*Selection*.
◇ ◇ ◇ ◇

In related art, the surface of a focus ring is roughened to a depth between 1 and 10 microns in U.S. Pat. No. 6,423,175 to enhance the adhesion of the deposited fluorocarbon polymer to the ring and prevent flaking off of particles. In this case, the focus ring has a flat base on a quartz cover ring and a perpendicular collar portion that extends above the wafer plane. However, the method does not include a means of improving etch uniformity.
In U.S. Pat. No. 6,508,911, a diamond layer is applied to a focus ring to improve the etch resistance and reduce wear on the ring.
A focus ring consisting largely of silicon nitride is mentioned in U.S. Pat. Nos. 5,993,594 and 6,251,793. Polymer buildup on a ring or other chamber components such as a gas distribution plate that are constructed of SiN occurs more slowly and the material does not flake off. No improvement in etch uniformity is reported.
A plasma processing apparatus in U.S. Pat. No. 6,506,686 includes a silicon focus ring that acts as a scavenger for F and CFx radicals to adjust etch uniformity at the edge of a wafer. Likewise, an etch ring is described in U.S. Pat. No. 6,337,277 that improves electrical and mechanical properties of an etch process at the edge of a substrate.
In U.S. Pat. No. 5,976,310 a plasma etch system and method is described for reducing particle contamination and improving etch uniformity that involves introducing an inert gas flow between a wafer perimeter and a plasma perimeter to prevent polymer from collecting on a focus ring. The apparatus has a pedestal and mechanical clamp design and is not necessarily compatible with newer etchers that are equipped with an e-chuck and a different style of focus ring.
Therefore, an apparatus and method are desired that incorporate an e-chuck design in the etching system and which simultaneously provide improved contamination control and deliver a better etch uniformity during removal of dielectric layers or photoresist layers while forming an integrated circuit that has a critical dimension of about 130 nm or less. The improvements should not only be applicable to etching 200 mm wafers but should also be useful for newer technologies that have 300 mm diameter wafers.

◇ ◇ ◇ ◇

*Supplied material*.
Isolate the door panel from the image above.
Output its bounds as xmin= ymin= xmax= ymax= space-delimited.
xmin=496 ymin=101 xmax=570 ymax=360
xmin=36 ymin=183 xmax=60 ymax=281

◇ ◇ ◇ ◇

*What is asked*.
1 > In the focus ring passage, copy the stretch from "In U.S. Pat. No. 5,976,310" through "of focus ring.", swapping "inert gas flow" for "nitrogen gas flow".
2 > According to the focus ring passage, which radicals does the silicon focus ring in U.S. Pat. No. 6,506,686 scavenge?
3 > Carry on the focus ring passage from where it stops.
The lines are not required for anything that follows.

*Per-task outputs*.
1 >
In U.S. Pat. No. 5,976,310 a plasma etch system and method is described for reducing particle contamination and improving etch uniformity that involves introducing an nitrogen gas flow between a wafer perimeter and a plasma perimeter to prevent polymer from collecting on a focus ring. The apparatus has a pedestal and mechanical clamp design and is not necessarily compatible with newer etchers that are equipped with an e-chuck and a different style of focus ring.

2 > F and CFx radicals.

3 >
SUMMARY OF THE INVENTION

In some embodiments, an apparatus in a chamber comprises a stage, a support ring and a focus ring. The support ring is around the stage. The focus ring is over the stage and the support ring, substantially completely covering a top surface of the support ring.
In some embodiments, etching apparatus comprises a chamber including: a stage, a support ring around the stage, and a focus ring over the stage and the support ring. The focus ring substantially completely covers a top surface of the support ring. A vacuum system evacuates the chamber. A a gas source provides a gas to the chamber for forming a plasma. Means are provided for generating an electric field in the chamber. Means are provided for generating a magnetic field in the chamber.
In some embodiments, a method for forming a contact hole structure includes providing a substrate over a stage with a support ring around the stage, and a focus ring substantially completely covering the support ring. An etch process is performed so as to form a contact hole structure in the substrate substantially without forming particles on or near to an edge of the support ring. In some embodiments, a contact hole structure is formed by the method described above.
The above and other features of the present invention will be better understood from the following detailed description of the preferred embodiments of the invention that is provided in connection with the accompanying drawings.

BRIEF DESCRIPTION OF THE DRAWINGS

FIG. 1 is a schematic cross sectional view showing a prior art etch chamber.
FIG. 2 is an enlarged view of a portion of the chamber of FIG. 1 that depicts polymer deposition on a support ring.
FIG. 3 is a top view showing an example of a focus ring surrounding a wafer.
FIG. 4 is a schematic cross-sectional view that depicts the relative size and position of an exemplary focus ring in relation to a wafer and a support ring in a plasma etch chamber.
FIGS. 5-8 are schematic process sequence cross sectional drawings showing an exemplary method of forming a contact hole structure.
FIG. 9 is a cross sectional diagram of an exemplary etching apparatus according to one embodiment of the invention.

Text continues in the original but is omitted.